Exercise description> Copy the part of the records below that starts with the line containing "the car mirror" and runs through the end of the records, keeping every line identical.

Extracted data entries

______

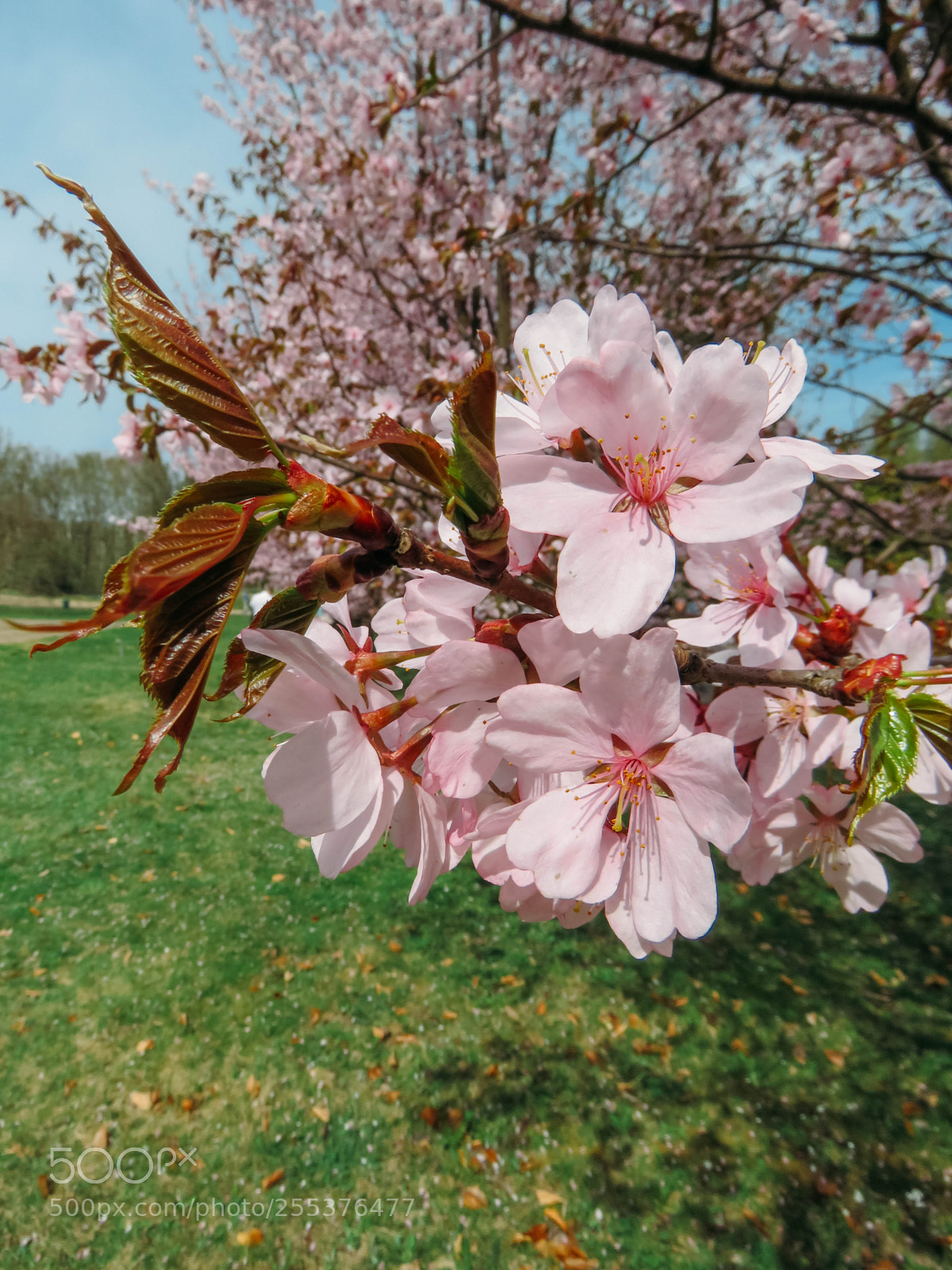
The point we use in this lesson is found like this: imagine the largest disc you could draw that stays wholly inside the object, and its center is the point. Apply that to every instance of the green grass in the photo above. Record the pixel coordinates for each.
(714, 1130)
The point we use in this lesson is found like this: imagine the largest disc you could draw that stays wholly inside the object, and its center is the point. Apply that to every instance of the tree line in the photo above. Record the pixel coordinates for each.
(59, 512)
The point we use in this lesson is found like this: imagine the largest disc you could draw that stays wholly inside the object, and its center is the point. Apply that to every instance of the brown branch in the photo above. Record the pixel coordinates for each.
(695, 668)
(839, 98)
(412, 552)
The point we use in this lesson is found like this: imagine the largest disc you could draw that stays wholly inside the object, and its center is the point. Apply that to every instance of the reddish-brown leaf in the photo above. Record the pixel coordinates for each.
(167, 353)
(178, 645)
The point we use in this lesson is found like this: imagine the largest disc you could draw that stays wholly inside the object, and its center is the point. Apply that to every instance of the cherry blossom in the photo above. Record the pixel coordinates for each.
(634, 831)
(816, 827)
(748, 579)
(673, 471)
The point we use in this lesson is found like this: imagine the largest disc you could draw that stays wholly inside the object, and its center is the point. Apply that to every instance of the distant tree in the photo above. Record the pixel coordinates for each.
(59, 514)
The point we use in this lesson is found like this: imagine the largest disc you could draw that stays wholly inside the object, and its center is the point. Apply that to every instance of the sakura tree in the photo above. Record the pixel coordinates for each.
(546, 721)
(416, 171)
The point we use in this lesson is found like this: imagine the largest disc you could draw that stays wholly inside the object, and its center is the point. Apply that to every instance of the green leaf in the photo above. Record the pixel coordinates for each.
(886, 756)
(287, 611)
(935, 721)
(416, 451)
(167, 353)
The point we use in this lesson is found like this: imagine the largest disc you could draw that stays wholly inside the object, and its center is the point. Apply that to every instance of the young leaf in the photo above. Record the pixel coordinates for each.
(933, 718)
(886, 756)
(476, 507)
(165, 563)
(228, 488)
(419, 454)
(179, 639)
(287, 611)
(167, 353)
(334, 511)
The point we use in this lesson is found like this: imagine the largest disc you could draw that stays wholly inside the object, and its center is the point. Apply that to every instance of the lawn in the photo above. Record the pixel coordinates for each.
(178, 979)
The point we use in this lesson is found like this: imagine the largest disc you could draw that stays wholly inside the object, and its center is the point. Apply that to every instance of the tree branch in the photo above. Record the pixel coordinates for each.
(695, 668)
(839, 98)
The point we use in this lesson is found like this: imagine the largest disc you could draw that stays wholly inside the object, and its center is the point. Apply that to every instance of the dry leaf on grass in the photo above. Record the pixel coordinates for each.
(145, 1099)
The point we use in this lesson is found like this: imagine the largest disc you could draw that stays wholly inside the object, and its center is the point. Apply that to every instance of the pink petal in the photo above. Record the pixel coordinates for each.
(739, 714)
(782, 760)
(608, 872)
(715, 625)
(518, 431)
(766, 635)
(571, 914)
(683, 893)
(559, 838)
(465, 672)
(419, 829)
(746, 501)
(547, 728)
(890, 831)
(631, 687)
(291, 702)
(621, 400)
(716, 410)
(613, 573)
(711, 795)
(613, 319)
(552, 495)
(857, 876)
(670, 357)
(324, 778)
(342, 850)
(306, 657)
(822, 460)
(556, 652)
(622, 922)
(459, 760)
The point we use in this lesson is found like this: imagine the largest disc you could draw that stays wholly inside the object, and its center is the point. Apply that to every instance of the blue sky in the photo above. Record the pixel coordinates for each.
(102, 90)
(99, 90)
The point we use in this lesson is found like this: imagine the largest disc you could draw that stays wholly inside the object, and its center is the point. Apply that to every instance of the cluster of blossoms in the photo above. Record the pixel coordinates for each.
(564, 752)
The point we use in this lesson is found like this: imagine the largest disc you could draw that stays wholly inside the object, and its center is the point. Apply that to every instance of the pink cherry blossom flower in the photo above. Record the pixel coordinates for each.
(635, 829)
(748, 581)
(433, 610)
(914, 582)
(816, 827)
(673, 471)
(334, 785)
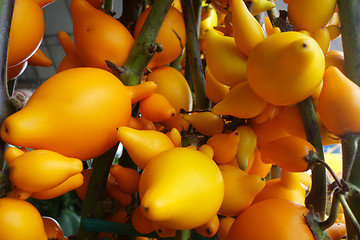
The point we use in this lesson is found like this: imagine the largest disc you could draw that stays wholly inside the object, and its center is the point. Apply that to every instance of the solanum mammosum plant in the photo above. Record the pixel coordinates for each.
(183, 119)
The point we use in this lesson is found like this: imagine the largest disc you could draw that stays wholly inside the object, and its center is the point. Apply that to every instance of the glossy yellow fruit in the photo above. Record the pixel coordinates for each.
(210, 20)
(72, 58)
(206, 123)
(289, 153)
(224, 60)
(240, 102)
(210, 228)
(272, 219)
(323, 38)
(172, 85)
(287, 187)
(269, 113)
(260, 6)
(44, 164)
(339, 114)
(39, 59)
(181, 188)
(144, 145)
(175, 137)
(98, 36)
(83, 107)
(310, 15)
(156, 108)
(285, 68)
(335, 58)
(224, 227)
(240, 189)
(247, 30)
(246, 146)
(69, 184)
(20, 220)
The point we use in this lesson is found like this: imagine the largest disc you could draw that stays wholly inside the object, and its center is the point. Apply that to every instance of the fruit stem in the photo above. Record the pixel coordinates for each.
(333, 211)
(349, 147)
(350, 215)
(317, 198)
(182, 235)
(6, 11)
(349, 16)
(193, 56)
(109, 7)
(351, 166)
(93, 203)
(140, 55)
(130, 14)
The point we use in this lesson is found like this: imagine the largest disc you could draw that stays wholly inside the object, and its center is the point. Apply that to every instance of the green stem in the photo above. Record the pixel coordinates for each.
(6, 11)
(193, 56)
(145, 44)
(349, 146)
(349, 14)
(93, 203)
(333, 212)
(182, 235)
(130, 14)
(317, 198)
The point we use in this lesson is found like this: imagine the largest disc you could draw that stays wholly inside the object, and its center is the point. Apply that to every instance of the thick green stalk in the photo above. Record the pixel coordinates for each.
(349, 147)
(349, 13)
(145, 44)
(193, 56)
(317, 198)
(93, 203)
(6, 10)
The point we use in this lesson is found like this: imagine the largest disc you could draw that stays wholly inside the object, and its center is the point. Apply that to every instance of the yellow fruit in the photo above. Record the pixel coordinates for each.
(20, 220)
(287, 187)
(143, 145)
(224, 60)
(240, 102)
(272, 219)
(247, 30)
(240, 189)
(224, 146)
(285, 68)
(214, 90)
(43, 164)
(206, 123)
(246, 146)
(310, 15)
(181, 188)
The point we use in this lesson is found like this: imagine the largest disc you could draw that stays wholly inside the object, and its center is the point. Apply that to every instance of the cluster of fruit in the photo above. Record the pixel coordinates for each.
(203, 170)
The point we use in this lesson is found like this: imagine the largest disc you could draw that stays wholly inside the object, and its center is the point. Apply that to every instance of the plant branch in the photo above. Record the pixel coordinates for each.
(193, 56)
(93, 203)
(6, 11)
(317, 197)
(333, 211)
(349, 145)
(145, 44)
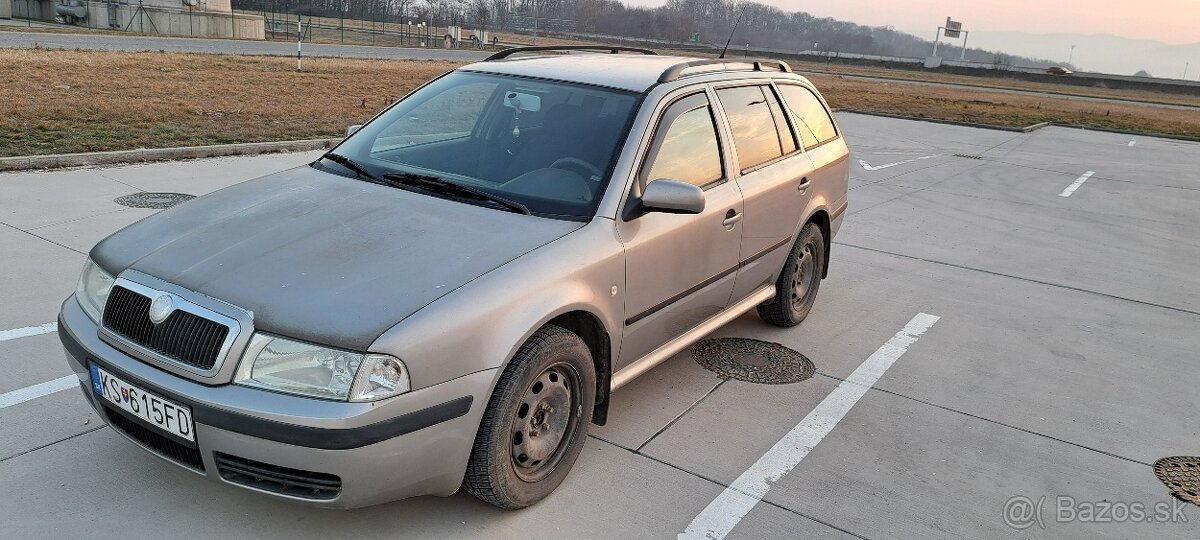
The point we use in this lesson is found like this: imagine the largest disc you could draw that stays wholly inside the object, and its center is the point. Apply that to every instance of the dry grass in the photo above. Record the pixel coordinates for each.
(67, 101)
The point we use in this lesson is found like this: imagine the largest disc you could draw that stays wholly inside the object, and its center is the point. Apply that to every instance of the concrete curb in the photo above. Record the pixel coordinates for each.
(160, 154)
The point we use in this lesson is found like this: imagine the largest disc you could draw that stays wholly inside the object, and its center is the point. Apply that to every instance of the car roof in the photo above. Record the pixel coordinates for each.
(635, 72)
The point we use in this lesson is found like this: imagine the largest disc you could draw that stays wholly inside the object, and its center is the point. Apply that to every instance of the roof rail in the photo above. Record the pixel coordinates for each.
(611, 49)
(676, 71)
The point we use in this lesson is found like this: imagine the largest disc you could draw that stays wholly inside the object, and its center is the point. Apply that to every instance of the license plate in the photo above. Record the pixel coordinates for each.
(163, 414)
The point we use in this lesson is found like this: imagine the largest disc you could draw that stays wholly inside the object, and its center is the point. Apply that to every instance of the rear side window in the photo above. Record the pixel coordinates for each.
(685, 144)
(810, 114)
(753, 125)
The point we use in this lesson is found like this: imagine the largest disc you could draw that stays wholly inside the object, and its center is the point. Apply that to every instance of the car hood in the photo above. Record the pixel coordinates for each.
(322, 257)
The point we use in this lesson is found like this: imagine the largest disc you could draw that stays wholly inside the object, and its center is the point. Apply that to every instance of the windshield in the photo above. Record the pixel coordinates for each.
(544, 144)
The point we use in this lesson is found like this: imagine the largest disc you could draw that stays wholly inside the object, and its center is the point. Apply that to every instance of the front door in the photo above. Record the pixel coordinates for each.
(681, 268)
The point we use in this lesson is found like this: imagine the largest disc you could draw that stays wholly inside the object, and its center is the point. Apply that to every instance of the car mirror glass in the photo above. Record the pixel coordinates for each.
(672, 197)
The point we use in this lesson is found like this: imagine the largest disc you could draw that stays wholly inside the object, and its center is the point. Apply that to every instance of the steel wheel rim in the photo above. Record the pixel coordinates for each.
(802, 276)
(545, 421)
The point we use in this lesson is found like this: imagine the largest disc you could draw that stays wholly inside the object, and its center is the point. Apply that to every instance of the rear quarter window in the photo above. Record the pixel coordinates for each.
(813, 120)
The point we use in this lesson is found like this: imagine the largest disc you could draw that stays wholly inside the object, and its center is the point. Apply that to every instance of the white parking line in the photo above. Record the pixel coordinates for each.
(5, 335)
(870, 167)
(1075, 185)
(37, 390)
(724, 513)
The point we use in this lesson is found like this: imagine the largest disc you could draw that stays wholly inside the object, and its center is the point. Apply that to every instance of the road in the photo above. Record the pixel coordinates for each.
(1008, 317)
(196, 45)
(193, 45)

______

The output>
The point we use in this lesson is found like this: imagine the largest disc you could draw that stays wholly inside the object, and its center is the point. Apply that to every instance of the car mirror glass in the photo above. Record the pixel coordinates for each.
(672, 197)
The point we use in this lesson is found like this: imagine the largest disc you could draw that stays wholly inside the object, and its center is the point. Apply that to every instance of the steel wheel rim in the photo above. Record the pixel coordinates for each.
(802, 276)
(545, 421)
The point we use in this lesson is found like this: imagine the largest disc you could draw that stays wholly inside the object, and its center is the point. Apply that to every instance of the rear quarter window in the photo above. Record the pixel coordinates for each.
(813, 120)
The point we use in this lesson is found like this: imagine the largest disc you could draw that stays wholly inside the object, and its center is the point. Apply that to every instance of the white parking line in the photo above. Record the pixel coordinates for each.
(5, 335)
(870, 167)
(1075, 185)
(37, 390)
(724, 513)
The point we use in this lesson is found like this: imagine the largest disc you could draw that stays wholly inside the object, and its center is the point. Apply that to every instance of the road in the photo above. Record the pixel coordinates for each.
(1008, 317)
(196, 45)
(193, 45)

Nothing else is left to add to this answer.